- TASK BRIEF: Report each line of the listing below that contains the string "number".

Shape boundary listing
* * * * * * *
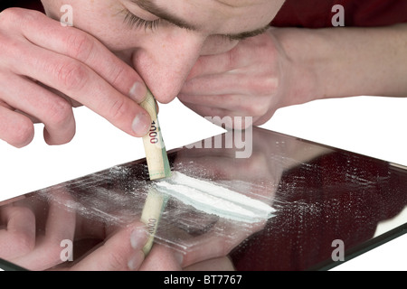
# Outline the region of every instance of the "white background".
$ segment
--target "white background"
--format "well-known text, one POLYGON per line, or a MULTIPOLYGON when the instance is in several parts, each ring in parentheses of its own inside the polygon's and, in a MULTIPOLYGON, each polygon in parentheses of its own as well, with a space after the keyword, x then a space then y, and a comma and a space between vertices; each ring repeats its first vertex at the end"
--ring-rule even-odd
MULTIPOLYGON (((264 128, 407 166, 407 98, 358 97, 281 108, 264 128)), ((127 135, 86 107, 75 110, 77 134, 48 146, 43 126, 33 142, 15 149, 0 141, 0 200, 145 157, 141 139, 127 135)), ((160 106, 167 150, 223 130, 177 100, 160 106)), ((407 237, 369 251, 335 270, 406 270, 407 237)))

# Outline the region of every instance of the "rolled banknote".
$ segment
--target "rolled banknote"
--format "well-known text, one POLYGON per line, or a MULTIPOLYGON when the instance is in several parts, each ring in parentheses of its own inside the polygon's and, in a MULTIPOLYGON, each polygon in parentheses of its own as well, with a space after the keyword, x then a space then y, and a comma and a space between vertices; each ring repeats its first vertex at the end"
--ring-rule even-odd
POLYGON ((150 180, 157 180, 171 176, 166 145, 164 144, 160 125, 156 115, 156 99, 147 89, 146 99, 140 104, 151 117, 151 126, 148 134, 143 136, 146 159, 150 180))

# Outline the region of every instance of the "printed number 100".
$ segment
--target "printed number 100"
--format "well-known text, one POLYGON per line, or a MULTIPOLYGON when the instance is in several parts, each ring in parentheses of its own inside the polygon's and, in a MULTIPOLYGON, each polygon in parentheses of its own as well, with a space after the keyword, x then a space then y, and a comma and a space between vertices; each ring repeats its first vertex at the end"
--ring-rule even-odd
POLYGON ((156 122, 153 121, 151 123, 150 133, 148 134, 148 135, 150 136, 150 143, 153 144, 158 143, 158 132, 156 130, 157 128, 156 126, 156 122))

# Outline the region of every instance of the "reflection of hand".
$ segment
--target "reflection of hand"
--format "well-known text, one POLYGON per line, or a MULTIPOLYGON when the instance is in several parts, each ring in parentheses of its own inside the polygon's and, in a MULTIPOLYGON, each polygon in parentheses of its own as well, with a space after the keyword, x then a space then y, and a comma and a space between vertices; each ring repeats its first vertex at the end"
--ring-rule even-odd
MULTIPOLYGON (((219 135, 214 138, 219 137, 219 135)), ((222 135, 222 148, 184 149, 177 153, 174 170, 187 172, 189 175, 196 175, 224 182, 231 184, 232 189, 245 193, 247 191, 265 196, 272 200, 282 172, 291 165, 292 159, 281 158, 290 150, 289 144, 285 143, 285 136, 270 135, 264 130, 252 127, 242 132, 227 132, 222 135), (250 146, 251 154, 247 158, 236 158, 236 152, 241 151, 233 143, 228 148, 226 140, 245 138, 245 145, 250 146), (280 145, 275 145, 281 143, 280 145), (239 187, 239 182, 245 184, 239 187), (248 186, 248 187, 247 187, 248 186)), ((213 140, 215 143, 216 140, 213 140)))
POLYGON ((144 260, 142 247, 147 239, 142 223, 133 222, 122 228, 96 228, 92 224, 89 236, 86 224, 62 205, 69 200, 67 194, 59 193, 58 198, 58 201, 50 201, 48 208, 42 202, 33 206, 23 200, 0 209, 0 224, 5 227, 0 229, 0 257, 29 270, 138 269, 144 260), (48 211, 42 228, 40 219, 44 210, 48 211), (79 260, 62 264, 62 241, 74 244, 90 237, 103 242, 79 260))
MULTIPOLYGON (((265 222, 240 224, 219 220, 208 232, 200 236, 187 236, 179 231, 187 239, 183 245, 188 247, 179 252, 166 246, 155 244, 140 267, 140 270, 211 270, 230 271, 233 265, 228 257, 229 253, 248 237, 264 227, 265 222), (222 233, 219 233, 222 230, 222 233)), ((172 234, 175 232, 172 231, 172 234)))
POLYGON ((67 143, 75 134, 72 106, 80 104, 132 135, 149 128, 137 103, 146 96, 141 78, 94 37, 42 13, 10 8, 0 14, 0 139, 24 146, 33 123, 42 122, 48 144, 67 143), (136 116, 144 121, 132 127, 136 116))

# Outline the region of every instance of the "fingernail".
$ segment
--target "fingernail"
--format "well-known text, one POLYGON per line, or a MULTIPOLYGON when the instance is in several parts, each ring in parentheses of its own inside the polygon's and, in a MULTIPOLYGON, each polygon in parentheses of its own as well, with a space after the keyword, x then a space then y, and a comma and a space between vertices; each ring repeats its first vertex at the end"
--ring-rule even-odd
POLYGON ((131 128, 137 136, 144 136, 150 130, 151 117, 147 112, 140 112, 133 120, 131 128))
POLYGON ((144 253, 142 251, 134 252, 128 258, 128 266, 130 270, 137 270, 143 260, 144 253))
POLYGON ((144 83, 135 82, 130 89, 130 98, 136 100, 137 103, 142 103, 147 97, 147 87, 144 83))
POLYGON ((130 234, 130 244, 135 250, 141 250, 148 239, 148 234, 144 227, 137 227, 130 234))
POLYGON ((178 262, 179 265, 183 264, 184 261, 184 254, 181 252, 175 252, 174 253, 174 257, 175 258, 175 261, 178 262))

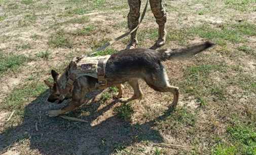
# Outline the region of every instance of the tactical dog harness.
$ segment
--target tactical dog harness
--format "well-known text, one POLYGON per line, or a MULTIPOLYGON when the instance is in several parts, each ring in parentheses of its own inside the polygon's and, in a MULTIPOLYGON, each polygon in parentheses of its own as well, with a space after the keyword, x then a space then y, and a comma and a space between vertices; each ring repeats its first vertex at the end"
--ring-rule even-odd
POLYGON ((61 98, 63 99, 73 89, 76 79, 83 76, 91 76, 98 79, 96 89, 100 89, 107 85, 105 78, 106 63, 111 55, 88 57, 83 55, 73 59, 68 69, 68 78, 64 89, 61 90, 61 98))

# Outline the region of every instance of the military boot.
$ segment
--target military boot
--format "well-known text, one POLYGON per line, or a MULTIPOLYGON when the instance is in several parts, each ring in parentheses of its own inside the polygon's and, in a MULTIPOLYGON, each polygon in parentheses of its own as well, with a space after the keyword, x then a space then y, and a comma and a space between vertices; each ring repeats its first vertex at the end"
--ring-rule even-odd
POLYGON ((155 50, 164 46, 165 44, 166 37, 166 30, 164 27, 164 25, 159 26, 158 29, 158 39, 150 49, 155 50))

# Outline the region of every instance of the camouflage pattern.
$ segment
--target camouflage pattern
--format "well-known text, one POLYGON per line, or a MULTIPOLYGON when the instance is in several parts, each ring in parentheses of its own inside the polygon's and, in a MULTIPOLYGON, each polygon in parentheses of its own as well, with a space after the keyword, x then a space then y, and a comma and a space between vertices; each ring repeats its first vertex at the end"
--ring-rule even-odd
MULTIPOLYGON (((160 26, 159 35, 161 35, 164 30, 164 24, 166 22, 166 12, 163 5, 162 0, 149 0, 151 10, 156 18, 156 22, 160 26)), ((130 30, 132 30, 138 24, 140 16, 140 0, 128 0, 130 7, 130 12, 128 15, 128 25, 130 30)), ((136 40, 136 31, 131 34, 131 41, 136 40)), ((159 36, 162 37, 162 36, 159 36)))

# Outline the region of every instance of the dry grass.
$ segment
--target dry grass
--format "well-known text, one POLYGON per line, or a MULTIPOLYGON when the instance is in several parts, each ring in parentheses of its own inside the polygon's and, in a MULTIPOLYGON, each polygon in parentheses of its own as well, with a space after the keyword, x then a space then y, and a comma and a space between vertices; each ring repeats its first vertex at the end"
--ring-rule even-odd
MULTIPOLYGON (((166 2, 164 48, 217 44, 193 58, 164 63, 180 90, 178 107, 168 108, 171 94, 140 82, 140 100, 122 105, 112 99, 112 88, 68 114, 87 123, 48 117, 63 105, 45 101, 43 81, 50 69, 61 71, 72 57, 126 31, 127 2, 0 0, 0 152, 256 154, 256 1, 166 2)), ((157 38, 149 10, 138 31, 141 47, 157 38)), ((98 55, 123 49, 128 41, 98 55)), ((132 94, 126 85, 124 97, 132 94)))

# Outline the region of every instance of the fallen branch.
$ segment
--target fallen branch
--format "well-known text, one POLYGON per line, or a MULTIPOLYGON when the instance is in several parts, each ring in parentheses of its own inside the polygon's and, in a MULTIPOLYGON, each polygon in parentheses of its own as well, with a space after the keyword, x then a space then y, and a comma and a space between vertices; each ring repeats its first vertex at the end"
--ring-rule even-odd
POLYGON ((72 117, 69 117, 66 115, 60 115, 60 117, 62 118, 65 119, 71 120, 71 121, 77 121, 77 122, 89 122, 88 121, 86 121, 83 120, 79 119, 77 119, 75 118, 72 118, 72 117))
POLYGON ((13 110, 13 112, 12 112, 12 113, 11 113, 11 115, 10 115, 10 117, 8 118, 8 119, 7 119, 7 121, 6 121, 6 122, 9 121, 10 120, 11 120, 11 118, 12 118, 12 117, 13 116, 13 114, 14 113, 14 112, 15 112, 15 110, 13 110))
POLYGON ((211 111, 211 110, 212 110, 213 109, 215 109, 215 108, 216 108, 216 107, 214 107, 214 108, 212 108, 212 109, 210 109, 210 110, 209 110, 208 111, 205 111, 205 112, 203 111, 203 112, 202 112, 200 114, 198 114, 196 117, 198 118, 199 116, 201 115, 202 114, 204 114, 205 113, 207 113, 207 112, 210 112, 210 111, 211 111))
POLYGON ((166 143, 157 143, 157 144, 158 144, 158 145, 165 145, 165 146, 167 146, 169 147, 171 147, 172 148, 177 148, 177 147, 179 147, 179 148, 185 148, 185 146, 182 146, 182 145, 176 145, 176 144, 166 144, 166 143))
POLYGON ((38 131, 38 122, 35 122, 35 131, 38 131))

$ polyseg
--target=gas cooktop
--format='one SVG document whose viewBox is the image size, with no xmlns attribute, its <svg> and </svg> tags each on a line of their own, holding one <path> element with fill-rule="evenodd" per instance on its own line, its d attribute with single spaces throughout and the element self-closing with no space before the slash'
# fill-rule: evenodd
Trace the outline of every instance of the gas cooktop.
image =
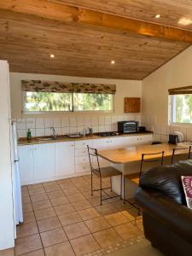
<svg viewBox="0 0 192 256">
<path fill-rule="evenodd" d="M 110 137 L 110 136 L 119 136 L 120 134 L 118 131 L 103 131 L 103 132 L 98 132 L 96 135 L 100 137 Z"/>
</svg>

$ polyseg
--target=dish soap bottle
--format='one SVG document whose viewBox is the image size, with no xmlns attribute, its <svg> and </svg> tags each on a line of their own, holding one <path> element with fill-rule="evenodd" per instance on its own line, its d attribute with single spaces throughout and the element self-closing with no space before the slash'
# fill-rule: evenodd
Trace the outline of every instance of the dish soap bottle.
<svg viewBox="0 0 192 256">
<path fill-rule="evenodd" d="M 27 131 L 27 140 L 31 140 L 32 139 L 32 132 L 30 131 L 30 129 L 28 129 Z"/>
</svg>

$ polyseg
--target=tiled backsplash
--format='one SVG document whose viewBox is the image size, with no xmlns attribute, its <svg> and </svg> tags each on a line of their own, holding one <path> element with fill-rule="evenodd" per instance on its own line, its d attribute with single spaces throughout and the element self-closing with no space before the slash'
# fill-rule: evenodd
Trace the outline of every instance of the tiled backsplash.
<svg viewBox="0 0 192 256">
<path fill-rule="evenodd" d="M 142 125 L 147 127 L 147 130 L 154 131 L 154 139 L 162 143 L 168 142 L 170 133 L 173 131 L 181 131 L 183 134 L 184 140 L 192 140 L 192 125 L 168 125 L 158 122 L 156 116 L 142 114 Z"/>
<path fill-rule="evenodd" d="M 19 137 L 26 137 L 30 129 L 32 137 L 49 136 L 50 127 L 54 127 L 59 135 L 83 132 L 87 127 L 91 127 L 93 132 L 117 131 L 117 122 L 122 120 L 136 120 L 141 122 L 141 114 L 125 115 L 76 115 L 61 117 L 39 117 L 16 119 Z"/>
</svg>

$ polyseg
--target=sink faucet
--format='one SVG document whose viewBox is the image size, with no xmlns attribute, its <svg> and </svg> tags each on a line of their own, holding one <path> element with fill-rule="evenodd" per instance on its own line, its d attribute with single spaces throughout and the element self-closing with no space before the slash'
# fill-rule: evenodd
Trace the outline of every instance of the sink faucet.
<svg viewBox="0 0 192 256">
<path fill-rule="evenodd" d="M 57 137 L 58 135 L 55 134 L 55 128 L 54 128 L 54 127 L 50 127 L 50 130 L 53 131 L 53 135 L 52 135 L 52 136 L 53 136 L 53 138 L 55 139 L 55 138 Z"/>
</svg>

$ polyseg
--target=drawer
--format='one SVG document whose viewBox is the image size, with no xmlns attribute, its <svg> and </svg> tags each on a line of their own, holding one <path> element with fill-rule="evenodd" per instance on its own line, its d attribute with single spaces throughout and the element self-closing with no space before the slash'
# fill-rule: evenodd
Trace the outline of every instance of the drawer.
<svg viewBox="0 0 192 256">
<path fill-rule="evenodd" d="M 75 157 L 75 164 L 76 165 L 80 165 L 80 164 L 89 164 L 89 156 L 88 155 L 84 155 L 84 156 L 76 156 Z"/>
<path fill-rule="evenodd" d="M 87 148 L 75 148 L 75 156 L 88 156 Z"/>
<path fill-rule="evenodd" d="M 89 164 L 75 165 L 75 173 L 89 172 L 90 172 Z"/>
<path fill-rule="evenodd" d="M 84 141 L 75 142 L 75 148 L 87 148 L 87 145 L 92 147 L 92 141 L 84 140 Z"/>
</svg>

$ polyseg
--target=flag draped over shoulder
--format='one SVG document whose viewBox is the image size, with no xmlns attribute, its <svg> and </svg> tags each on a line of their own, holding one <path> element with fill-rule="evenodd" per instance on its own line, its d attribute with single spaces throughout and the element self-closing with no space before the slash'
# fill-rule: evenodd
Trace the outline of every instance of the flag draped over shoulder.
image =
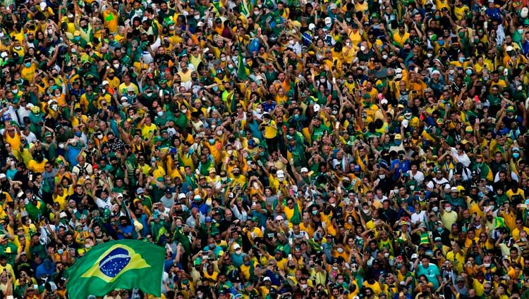
<svg viewBox="0 0 529 299">
<path fill-rule="evenodd" d="M 68 269 L 71 299 L 103 296 L 116 288 L 138 288 L 160 296 L 165 249 L 138 240 L 98 245 Z"/>
<path fill-rule="evenodd" d="M 246 67 L 244 65 L 244 61 L 243 60 L 243 51 L 241 49 L 241 43 L 238 44 L 238 65 L 237 68 L 237 77 L 242 80 L 246 79 Z"/>
</svg>

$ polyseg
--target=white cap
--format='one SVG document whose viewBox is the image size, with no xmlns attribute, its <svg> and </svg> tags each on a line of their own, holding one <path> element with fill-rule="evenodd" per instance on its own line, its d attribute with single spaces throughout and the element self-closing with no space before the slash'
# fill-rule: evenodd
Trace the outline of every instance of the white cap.
<svg viewBox="0 0 529 299">
<path fill-rule="evenodd" d="M 330 27 L 332 25 L 331 17 L 325 18 L 325 26 Z"/>
</svg>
* * * * * * *
- SOLUTION:
# Outline the region of every instance of the "printed number 100".
--target "printed number 100"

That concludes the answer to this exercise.